Research Engineer, Trust & Safety
San Francisco, CA, USA
Posted on Thursday, October 12, 2023
We are looking for research engineers to help build safety and oversight mechanisms for our AI systems. As a trust and safety research engineer, you will work to train models which detect harmful behaviors and help ensure user well-being. You will apply your technical skills to uphold our principles of safety, transparency, and oversight while enforcing our terms of service and acceptable use policies.
Anthropic is an AI safety and research company that’s working to build reliable, interpretable, and steerable AI systems. We want AI to be safe and beneficial for our customers and for society as a whole. Our interdisciplinary team has experience across ML, physics, policy, business and product.
- Build machine learning models to detect unwanted or anomalous behaviors from users and API partners, and integrate them into our production system
- Improve our automated detection and enforcement systems as needed
- Analyze user reports of inappropriate accounts and build machine learning models to detect similar instances proactively
- Surface abuse patterns to our research teams to harden models at the training stage
You may be a good fit if you:
- Have 4+ years of experience in a data scientist, research scientist, or research/ML engineering position, preferably with a focus on trust and safety.
- Have proficiency in SQL, Python, and data analysis/data mining tools.
- Have proficiency in building trust and safety AI/ML systems, such as behavioral classifiers or anomaly detection.

DATA EXTRACTS:
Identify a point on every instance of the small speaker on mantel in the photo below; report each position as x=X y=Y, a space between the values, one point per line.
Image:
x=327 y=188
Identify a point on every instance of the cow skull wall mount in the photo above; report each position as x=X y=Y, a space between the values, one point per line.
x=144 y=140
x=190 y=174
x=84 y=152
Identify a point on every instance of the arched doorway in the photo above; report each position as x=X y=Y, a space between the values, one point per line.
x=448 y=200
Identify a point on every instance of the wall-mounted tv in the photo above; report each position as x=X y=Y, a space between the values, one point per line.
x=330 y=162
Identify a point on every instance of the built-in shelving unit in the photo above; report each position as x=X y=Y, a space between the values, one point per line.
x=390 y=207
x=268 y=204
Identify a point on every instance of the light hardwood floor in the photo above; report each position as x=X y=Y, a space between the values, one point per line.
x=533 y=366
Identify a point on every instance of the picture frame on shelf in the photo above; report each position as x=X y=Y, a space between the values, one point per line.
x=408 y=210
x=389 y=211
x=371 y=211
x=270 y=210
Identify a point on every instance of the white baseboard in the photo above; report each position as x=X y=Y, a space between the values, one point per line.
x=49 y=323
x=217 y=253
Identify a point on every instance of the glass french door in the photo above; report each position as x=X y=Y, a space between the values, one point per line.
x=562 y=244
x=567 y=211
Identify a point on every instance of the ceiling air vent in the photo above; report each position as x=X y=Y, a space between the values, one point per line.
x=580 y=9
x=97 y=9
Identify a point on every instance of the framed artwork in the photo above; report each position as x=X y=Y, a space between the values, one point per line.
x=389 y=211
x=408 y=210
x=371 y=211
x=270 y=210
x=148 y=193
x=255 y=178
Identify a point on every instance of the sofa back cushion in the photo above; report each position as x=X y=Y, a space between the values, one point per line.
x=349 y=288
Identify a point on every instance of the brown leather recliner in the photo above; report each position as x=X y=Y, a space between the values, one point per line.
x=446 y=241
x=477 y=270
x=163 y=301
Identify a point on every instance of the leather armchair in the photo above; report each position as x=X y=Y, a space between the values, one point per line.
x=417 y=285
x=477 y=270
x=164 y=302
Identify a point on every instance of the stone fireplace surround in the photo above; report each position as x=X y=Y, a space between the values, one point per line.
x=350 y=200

ASSIGNMENT 1: From the job posting, copy the passage that begins at the words "Research Engineer, Trust" and ends after the words "acceptable use policies.".
ASSIGNMENT 2: Write the next part of the Trust & Safety job posting, starting after its last line.

WRITTEN RESPONSE 1:
Research Engineer, Trust & Safety
San Francisco, CA, USA
Posted on Thursday, October 12, 2023
We are looking for research engineers to help build safety and oversight mechanisms for our AI systems. As a trust and safety research engineer, you will work to train models which detect harmful behaviors and help ensure user well-being. You will apply your technical skills to uphold our principles of safety, transparency, and oversight while enforcing our terms of service and acceptable use policies.

WRITTEN RESPONSE 2:
- Have strong communication skills and ability to explain complex technical concepts to non-technical stakeholders.
- Care about the societal impacts and long-term implications of your work.
Strong candidates may also:
- Have experience with machine learning frameworks like Scikit-Learn, Tensorflow, or Pytorch
- Have experience with full stack engineering to build internal tooling
- Have experience with high performance, large-scale ML systems
- Have experience with language modeling with transformers
- Have experience with reinforcement learning
- Have experience with large-scale ETL
- Anthropic has a collaborative engineering culture and provides competitive compensation. The expected salary range for this position is $300k - $450k USD.
Hybrid policy & visa sponsorship: Currently, we expect all staff to be in our office at least 25% of the time. We do sponsor visas! However, we aren't able to successfully sponsor visas for every role and every candidate; operations roles are especially difficult to support. But if we make you an offer, we will make every effort to get you into the United States or United Kingdom, and we retain an immigration lawyer to help with this.